Before you finish, make sure every line below has been written out exactly.

SOURCE RECORDS Start Marker

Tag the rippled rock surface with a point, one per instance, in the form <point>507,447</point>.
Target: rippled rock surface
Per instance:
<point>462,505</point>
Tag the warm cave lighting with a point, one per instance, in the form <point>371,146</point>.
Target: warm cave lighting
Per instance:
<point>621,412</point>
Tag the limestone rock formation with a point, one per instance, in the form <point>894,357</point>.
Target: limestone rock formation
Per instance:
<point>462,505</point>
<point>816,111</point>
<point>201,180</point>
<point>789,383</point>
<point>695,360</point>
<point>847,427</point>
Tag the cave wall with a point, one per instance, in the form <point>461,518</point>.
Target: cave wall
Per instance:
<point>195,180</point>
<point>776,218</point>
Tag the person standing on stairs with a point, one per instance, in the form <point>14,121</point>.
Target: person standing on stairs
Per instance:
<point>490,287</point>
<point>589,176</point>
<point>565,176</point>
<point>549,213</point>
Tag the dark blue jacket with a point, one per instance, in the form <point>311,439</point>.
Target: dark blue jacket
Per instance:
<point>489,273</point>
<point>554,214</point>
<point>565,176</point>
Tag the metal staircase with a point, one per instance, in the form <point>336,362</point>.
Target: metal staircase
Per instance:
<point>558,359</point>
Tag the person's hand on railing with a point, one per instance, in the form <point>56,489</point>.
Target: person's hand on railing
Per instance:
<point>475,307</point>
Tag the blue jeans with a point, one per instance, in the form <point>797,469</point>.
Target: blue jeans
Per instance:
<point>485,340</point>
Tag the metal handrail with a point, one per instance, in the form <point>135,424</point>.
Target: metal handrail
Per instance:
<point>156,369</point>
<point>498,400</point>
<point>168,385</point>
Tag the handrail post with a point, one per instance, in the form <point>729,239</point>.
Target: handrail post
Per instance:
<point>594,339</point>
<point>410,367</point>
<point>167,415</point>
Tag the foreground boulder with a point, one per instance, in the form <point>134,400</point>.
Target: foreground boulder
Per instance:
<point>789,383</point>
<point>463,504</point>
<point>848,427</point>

SOURCE RECORDS End Marker

= TASK OUTPUT =
Tag the rippled rock surface with a point, one per instance, in the form <point>507,447</point>.
Target: rippled rock surface
Per instance:
<point>462,505</point>
Tag the warm cave lighting with a point, one per instance, in the form <point>371,146</point>.
Target: warm cave lighting
Per instance:
<point>621,412</point>
Tag the limestone rock formation with a point, one per instance, in the form <point>894,357</point>.
Target: limestone rock formation
Per instance:
<point>462,505</point>
<point>816,111</point>
<point>201,180</point>
<point>789,383</point>
<point>695,360</point>
<point>847,427</point>
Tag the cave wall with a point, one per instance, in the form <point>461,518</point>.
Target: cave wall
Per instance:
<point>195,180</point>
<point>776,218</point>
Tag the person standing on stairs with a point, one per instance, in the form <point>14,121</point>.
Target: person standing on stairs
Per instance:
<point>490,287</point>
<point>589,176</point>
<point>565,176</point>
<point>549,213</point>
Tag the dark blue jacket with a point, one per instance, in the form <point>311,439</point>.
Target: dark blue jacket
Per instance:
<point>489,273</point>
<point>554,214</point>
<point>565,176</point>
Tag the metal staircase with a point, one per instance, in the form <point>336,362</point>.
Target: metal staircase
Per instance:
<point>558,359</point>
Tag the person's hand on railing with a point, one per instance, in the form <point>56,489</point>.
Target: person's hand on railing
Per instance:
<point>475,307</point>
Tag the blue jeans with a point, one per instance, in the form <point>797,469</point>.
Target: blue jeans
Per instance:
<point>485,340</point>
Tag the metal handrail with a point, one per instance, in the form <point>135,424</point>.
Target: metal handrail
Per instance:
<point>156,369</point>
<point>498,400</point>
<point>168,385</point>
Tag the handrail post with a point, one per instance, in the form <point>729,239</point>.
Target: handrail post
Per instance:
<point>594,339</point>
<point>410,367</point>
<point>167,415</point>
Tag the foreground boulder with a point, one per instance, in the form <point>134,400</point>.
Target: foreground boulder
Per instance:
<point>789,383</point>
<point>463,504</point>
<point>848,427</point>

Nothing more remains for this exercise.